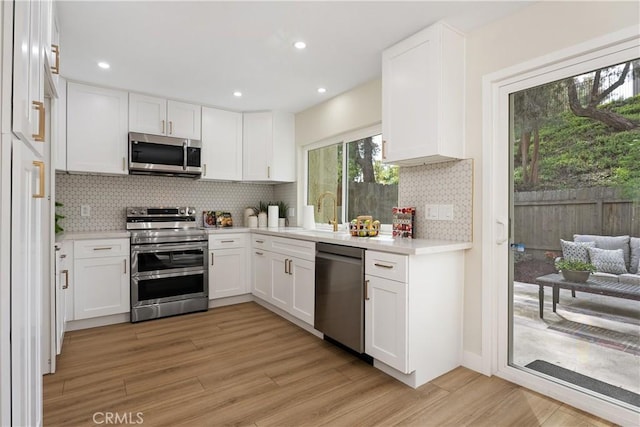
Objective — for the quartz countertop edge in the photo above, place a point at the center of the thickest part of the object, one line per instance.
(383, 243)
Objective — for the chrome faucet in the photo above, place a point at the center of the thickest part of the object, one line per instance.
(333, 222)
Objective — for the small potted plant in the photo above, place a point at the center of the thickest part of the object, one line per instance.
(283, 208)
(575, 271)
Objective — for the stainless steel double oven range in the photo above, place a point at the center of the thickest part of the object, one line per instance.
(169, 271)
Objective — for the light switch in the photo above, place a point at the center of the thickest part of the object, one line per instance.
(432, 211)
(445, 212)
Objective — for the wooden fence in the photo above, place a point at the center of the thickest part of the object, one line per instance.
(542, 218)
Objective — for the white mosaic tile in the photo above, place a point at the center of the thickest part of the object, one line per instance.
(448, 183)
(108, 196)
++++++++++
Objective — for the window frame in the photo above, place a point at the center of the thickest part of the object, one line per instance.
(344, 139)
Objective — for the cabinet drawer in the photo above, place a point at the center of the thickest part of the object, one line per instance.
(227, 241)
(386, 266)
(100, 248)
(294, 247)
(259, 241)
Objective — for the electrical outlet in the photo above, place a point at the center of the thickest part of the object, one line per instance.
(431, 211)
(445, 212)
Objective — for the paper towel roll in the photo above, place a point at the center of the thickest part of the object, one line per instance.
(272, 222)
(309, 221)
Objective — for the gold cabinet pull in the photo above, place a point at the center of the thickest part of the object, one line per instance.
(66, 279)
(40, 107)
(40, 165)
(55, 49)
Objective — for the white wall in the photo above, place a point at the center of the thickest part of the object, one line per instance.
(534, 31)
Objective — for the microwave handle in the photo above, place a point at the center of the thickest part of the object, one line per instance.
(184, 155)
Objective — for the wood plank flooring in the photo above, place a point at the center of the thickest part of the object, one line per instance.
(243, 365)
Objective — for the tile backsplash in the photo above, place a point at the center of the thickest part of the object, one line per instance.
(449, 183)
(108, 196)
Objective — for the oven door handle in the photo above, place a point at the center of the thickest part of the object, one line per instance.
++++++++++
● **Instructions to follow**
Count the lines in the records above that contain the word "white". Reply with only the number.

● **Problem solution**
2